## [Task to carry out]
Each record that follows should be transcribed word for word.

(Free-text object descriptions)
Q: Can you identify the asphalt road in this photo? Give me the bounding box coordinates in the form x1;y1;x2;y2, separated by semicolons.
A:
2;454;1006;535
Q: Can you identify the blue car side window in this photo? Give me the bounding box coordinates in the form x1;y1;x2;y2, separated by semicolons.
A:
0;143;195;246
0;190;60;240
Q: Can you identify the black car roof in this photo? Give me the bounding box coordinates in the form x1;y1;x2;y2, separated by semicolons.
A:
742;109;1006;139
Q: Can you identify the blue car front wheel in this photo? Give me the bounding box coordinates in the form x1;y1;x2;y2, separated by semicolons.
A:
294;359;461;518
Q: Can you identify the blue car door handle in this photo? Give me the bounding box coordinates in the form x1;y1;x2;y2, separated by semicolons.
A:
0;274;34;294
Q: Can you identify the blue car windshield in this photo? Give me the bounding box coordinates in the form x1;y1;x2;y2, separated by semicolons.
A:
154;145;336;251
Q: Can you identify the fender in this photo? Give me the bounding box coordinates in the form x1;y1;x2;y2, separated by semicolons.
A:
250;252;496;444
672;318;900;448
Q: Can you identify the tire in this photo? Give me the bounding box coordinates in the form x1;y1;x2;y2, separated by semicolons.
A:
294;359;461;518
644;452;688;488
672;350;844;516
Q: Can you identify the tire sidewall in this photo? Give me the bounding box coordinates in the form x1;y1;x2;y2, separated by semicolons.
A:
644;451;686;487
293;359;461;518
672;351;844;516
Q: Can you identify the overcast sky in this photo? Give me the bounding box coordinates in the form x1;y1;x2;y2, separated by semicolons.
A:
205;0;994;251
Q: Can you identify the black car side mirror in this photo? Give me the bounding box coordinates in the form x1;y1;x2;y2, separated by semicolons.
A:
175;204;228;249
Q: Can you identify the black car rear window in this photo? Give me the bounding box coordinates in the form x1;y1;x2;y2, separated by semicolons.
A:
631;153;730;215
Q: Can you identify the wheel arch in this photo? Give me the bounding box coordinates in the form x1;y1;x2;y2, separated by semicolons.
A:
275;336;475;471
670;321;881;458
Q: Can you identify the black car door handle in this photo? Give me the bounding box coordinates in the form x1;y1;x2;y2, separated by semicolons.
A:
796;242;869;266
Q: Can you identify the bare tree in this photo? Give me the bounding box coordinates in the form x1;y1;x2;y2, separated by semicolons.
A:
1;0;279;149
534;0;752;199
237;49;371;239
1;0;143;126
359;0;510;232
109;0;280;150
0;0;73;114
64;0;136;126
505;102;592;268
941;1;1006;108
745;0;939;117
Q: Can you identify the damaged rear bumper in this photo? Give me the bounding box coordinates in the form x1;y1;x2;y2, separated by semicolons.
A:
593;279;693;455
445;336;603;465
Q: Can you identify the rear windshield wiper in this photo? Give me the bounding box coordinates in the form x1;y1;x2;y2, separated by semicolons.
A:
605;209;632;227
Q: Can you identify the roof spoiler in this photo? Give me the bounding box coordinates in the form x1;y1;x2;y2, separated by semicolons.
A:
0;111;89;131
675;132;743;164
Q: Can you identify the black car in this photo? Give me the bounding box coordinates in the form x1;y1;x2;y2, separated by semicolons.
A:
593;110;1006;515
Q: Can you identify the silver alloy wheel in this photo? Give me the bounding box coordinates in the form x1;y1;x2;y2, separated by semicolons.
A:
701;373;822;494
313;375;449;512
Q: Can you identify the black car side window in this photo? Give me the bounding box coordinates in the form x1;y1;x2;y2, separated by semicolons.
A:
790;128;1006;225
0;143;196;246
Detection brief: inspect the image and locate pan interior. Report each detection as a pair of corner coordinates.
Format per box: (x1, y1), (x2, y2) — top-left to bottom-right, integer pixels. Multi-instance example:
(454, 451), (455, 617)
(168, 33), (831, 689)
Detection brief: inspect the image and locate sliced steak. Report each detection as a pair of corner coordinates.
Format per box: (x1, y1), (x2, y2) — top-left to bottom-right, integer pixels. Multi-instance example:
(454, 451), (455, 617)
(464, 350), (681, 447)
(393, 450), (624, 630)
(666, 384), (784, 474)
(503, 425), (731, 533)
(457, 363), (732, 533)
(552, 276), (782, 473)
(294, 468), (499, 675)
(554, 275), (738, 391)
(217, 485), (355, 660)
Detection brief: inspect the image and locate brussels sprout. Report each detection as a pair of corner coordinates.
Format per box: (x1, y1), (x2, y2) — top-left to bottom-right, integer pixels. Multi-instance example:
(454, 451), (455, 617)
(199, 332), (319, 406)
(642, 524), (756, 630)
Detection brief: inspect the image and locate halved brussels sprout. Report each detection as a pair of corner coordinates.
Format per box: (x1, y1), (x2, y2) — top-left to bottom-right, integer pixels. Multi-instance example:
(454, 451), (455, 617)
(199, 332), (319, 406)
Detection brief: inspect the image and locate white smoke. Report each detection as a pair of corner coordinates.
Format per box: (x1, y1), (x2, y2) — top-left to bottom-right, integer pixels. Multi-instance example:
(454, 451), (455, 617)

## [Answer below]
Q: Can you identify the asphalt road in this photo? Give me the bounding box coordinates in the form x1;y1;x2;y2, separated by semicolons.
A:
2;454;1006;535
Q: Can you identify the blue car side window in this photo? Give me the bounding box coordinates in the form x1;y1;x2;y2, separated by semicolons.
A:
0;143;195;246
0;190;60;240
Q: Can you identify the black car roof in this photo? Give me the bounding box coordinates in the form x1;y1;x2;y2, separated by semicolons.
A:
742;109;1006;139
Q: Can you identify the blue car front wheel in this photo? Give me the bounding box coordinates in the form x1;y1;x2;y2, separated by semicolons.
A:
294;359;461;518
Q: Can you identify the blue car door handle in this photo? Give me the bounding box coordinates in the form x1;y1;x2;y2, separated by semicolons.
A:
0;274;34;294
Q: Can you identify the blue car windshield in this photo? Give me the bounding box coordinates in the form x1;y1;x2;y2, separated by semicolons.
A:
154;145;336;251
Q: Can you identify the fender in this photo? Give me the bounding box coordinates in the form x1;y1;x2;y2, separated by semicolons.
A:
250;252;496;444
672;318;900;448
Q: Can you identify the tire in this photo? Give me the bounding box coordinates in the form x1;y1;x2;y2, separated by semicolons.
A:
294;359;461;518
644;452;688;488
672;350;844;516
Q: Can you identify the tire sidewall in this photo? Give me the bounding box coordinates in the form x1;y1;x2;y2, separated by semicolons.
A:
644;451;686;487
293;359;461;518
672;351;844;516
Q: Can you identify the overcast sky in this photo? Give me the bounding box coordinates in the form x1;y1;x2;y2, separated by semicolons.
A:
205;0;994;251
Q: Can you identify the black car side mirror in this photo? Give me the bounding box coordinates in the form x1;y1;x2;y2, separated by semicolons.
A:
175;204;228;249
Q: Can you identify the black car rear window in this photo? Give me the bounding box coordinates in the form x1;y1;x2;y2, separated by semicolons.
A:
631;153;730;215
Q: Can you identify the wheel arch in this photo? Give me the bounding box coordinates in the form x1;y1;x2;y2, separated by semicolons.
A:
275;336;475;471
670;321;881;458
Q: Can you identify the black car door handle in this photo? Give me the bounding box coordinates in the form x1;y1;x2;y2, separated by semicolons.
A:
796;242;869;266
Q: Can you identify the bare tree in this photo? Give me the bounding box coordinates in the form x1;y1;x2;y2, separated by semicolons.
A:
1;0;279;149
534;0;752;199
237;49;371;239
1;0;143;126
359;0;510;232
109;0;280;150
0;0;73;114
64;0;136;126
505;102;592;268
941;1;1006;108
745;0;939;117
Q: Can you identify the damaged rear bumper in this photo? Give me the bounding box coordinates in the form x1;y1;x2;y2, separated by semicolons.
A:
593;279;693;455
445;336;603;465
Q: Can you identify the rear windshield wiper in this photo? Give me the bounding box coordinates in the form x1;y1;x2;y2, separated by semicolons.
A:
605;209;632;227
Q: Can you identify the roof spoiler in this photo? Give me the bounding box coordinates in the form x1;y1;x2;y2, separated by semicolons.
A:
0;111;89;131
675;132;743;164
Q: Can you identify the black car in this photo? Give me the bounding box coordinates in the form x1;y1;x2;y2, separated by semicolons.
A:
593;110;1006;515
Q: Can you identify the silver alloy wheel in this photo? Give me the bounding box coordinates in the form x1;y1;x2;y2, separated by semicolons.
A:
701;373;822;494
313;375;449;512
Q: Can you identify the black car side window in this photo? Give me the bounding box coordinates in the form x1;y1;x2;y2, separated by semicolons.
A:
790;128;1006;225
0;143;196;246
Detection brief: inspect the image and locate pan interior. Report each detection as a pair of corner coordinates.
Format per box: (x1, y1), (x2, y2) — top-left to bottom-right, integer pixels. Multi-instance example:
(454, 451), (455, 617)
(168, 33), (831, 689)
Detection brief: inspect the image and locate sliced steak. Report each detection as a pair of corner coordinates.
Format per box: (x1, y1), (x2, y2) — top-left to bottom-right, integer pixels. Multi-instance example:
(454, 451), (455, 617)
(464, 350), (681, 447)
(393, 450), (624, 630)
(666, 384), (784, 474)
(503, 425), (731, 533)
(457, 363), (732, 533)
(552, 276), (782, 473)
(294, 468), (499, 675)
(554, 275), (738, 391)
(217, 485), (355, 660)
Detection brief: inspect the image and locate brussels sprout. Report each detection as a pair of corner coordinates.
Format per box: (x1, y1), (x2, y2) — top-left to bottom-right, integer pixels. Multi-instance example:
(454, 451), (455, 617)
(199, 332), (319, 406)
(642, 524), (756, 630)
Detection brief: inspect the image and locate halved brussels sprout. Report each detection as a pair of corner coordinates.
Format per box: (x1, y1), (x2, y2) — top-left to bottom-right, integer pixels. Multi-instance example:
(454, 451), (455, 617)
(199, 332), (319, 406)
Detection brief: inspect the image and locate white smoke. Report each detection as a pair of corner coordinates.
Format per box: (x1, y1), (x2, y2) — top-left to bottom-right, integer pixels. Multi-instance example:
(454, 451), (455, 617)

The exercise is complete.